REQUIRED WORK = Please copy the data below line for line, changing nothing.

DATA FOR THIS EXERCISE =
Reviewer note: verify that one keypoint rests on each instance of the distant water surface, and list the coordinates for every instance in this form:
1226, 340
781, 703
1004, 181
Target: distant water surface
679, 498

RESPONSE =
Reviewer note: verify that one keypoint rests on each instance of the distant water surface, and list the coordinates for every instance in this form:
1226, 340
781, 703
1004, 181
Target: distant water surface
679, 498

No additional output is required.